::: DATA LINES :::
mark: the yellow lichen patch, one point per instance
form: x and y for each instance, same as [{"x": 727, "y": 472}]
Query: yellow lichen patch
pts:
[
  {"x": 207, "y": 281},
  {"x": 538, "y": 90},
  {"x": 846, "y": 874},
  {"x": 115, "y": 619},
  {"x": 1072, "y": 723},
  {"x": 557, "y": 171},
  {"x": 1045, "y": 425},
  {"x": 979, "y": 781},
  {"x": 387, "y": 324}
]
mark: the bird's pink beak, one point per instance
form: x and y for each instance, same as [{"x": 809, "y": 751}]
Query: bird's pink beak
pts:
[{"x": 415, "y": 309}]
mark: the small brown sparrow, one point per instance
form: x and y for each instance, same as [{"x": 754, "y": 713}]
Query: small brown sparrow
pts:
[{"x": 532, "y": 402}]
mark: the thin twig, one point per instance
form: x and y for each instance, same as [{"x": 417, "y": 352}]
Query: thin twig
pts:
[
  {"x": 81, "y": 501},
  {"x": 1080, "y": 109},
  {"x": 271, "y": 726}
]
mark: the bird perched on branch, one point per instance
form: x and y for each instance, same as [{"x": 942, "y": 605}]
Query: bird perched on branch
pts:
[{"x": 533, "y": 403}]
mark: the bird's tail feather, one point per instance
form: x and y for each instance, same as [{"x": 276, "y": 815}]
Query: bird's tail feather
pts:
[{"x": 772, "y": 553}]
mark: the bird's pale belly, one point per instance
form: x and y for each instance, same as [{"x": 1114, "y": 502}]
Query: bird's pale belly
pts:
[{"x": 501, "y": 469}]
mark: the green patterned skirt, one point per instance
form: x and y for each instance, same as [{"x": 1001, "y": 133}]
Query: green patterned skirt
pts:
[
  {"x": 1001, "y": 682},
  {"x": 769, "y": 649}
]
:::
▶ CHALLENGE: Format every line of the records above as a numbered list, omitting any blank lines.

▶ TASK OUTPUT:
1. mark: the yellow lichen patch, one point per instance
2. form: x and y for each instance, same as [{"x": 727, "y": 472}]
3. Query: yellow lichen patch
4. pts:
5. [
6.   {"x": 207, "y": 281},
7.   {"x": 538, "y": 90},
8.   {"x": 846, "y": 874},
9.   {"x": 115, "y": 619},
10.   {"x": 1072, "y": 723},
11.   {"x": 557, "y": 171},
12.   {"x": 1045, "y": 425},
13.   {"x": 979, "y": 781},
14.   {"x": 387, "y": 324}
15. ]
16. mark: the bird's pink beak, one point per instance
17. form: x and y for each instance, same as [{"x": 809, "y": 751}]
18. Query: bird's pink beak
19. pts:
20. [{"x": 415, "y": 309}]
21. mark: the small brown sparrow, one point per instance
22. form: x and y for each instance, same as [{"x": 754, "y": 713}]
23. Query: small brown sparrow
24. pts:
25. [{"x": 532, "y": 402}]
26. mark: the thin twig, one point per instance
27. form: x and y for each instance, same as [{"x": 417, "y": 352}]
28. Query: thin twig
29. pts:
30. [
31.   {"x": 81, "y": 501},
32.   {"x": 1080, "y": 109},
33.   {"x": 271, "y": 726}
34. ]
35. mark: the bird perched on branch, one point per instance
36. form: x and y for each instance, same as [{"x": 942, "y": 605}]
37. Query: bird perched on branch
38. pts:
39. [{"x": 533, "y": 403}]
40. mark: the bird's tail feather, one point per instance
41. form: x and y for each instance, same as [{"x": 276, "y": 815}]
42. Query: bird's tail feather
43. pts:
44. [{"x": 772, "y": 553}]
45. mark: the bird's pale belly, one point per instance
46. form: x and y for each instance, same as [{"x": 1114, "y": 502}]
47. Query: bird's pale belly
48. pts:
49. [{"x": 501, "y": 469}]
50. mark: the green patterned skirt, one point per instance
51. form: x and y for each instance, same as [{"x": 1001, "y": 133}]
52. Query: green patterned skirt
53. pts:
54. [
55.   {"x": 1001, "y": 682},
56.   {"x": 769, "y": 649}
57. ]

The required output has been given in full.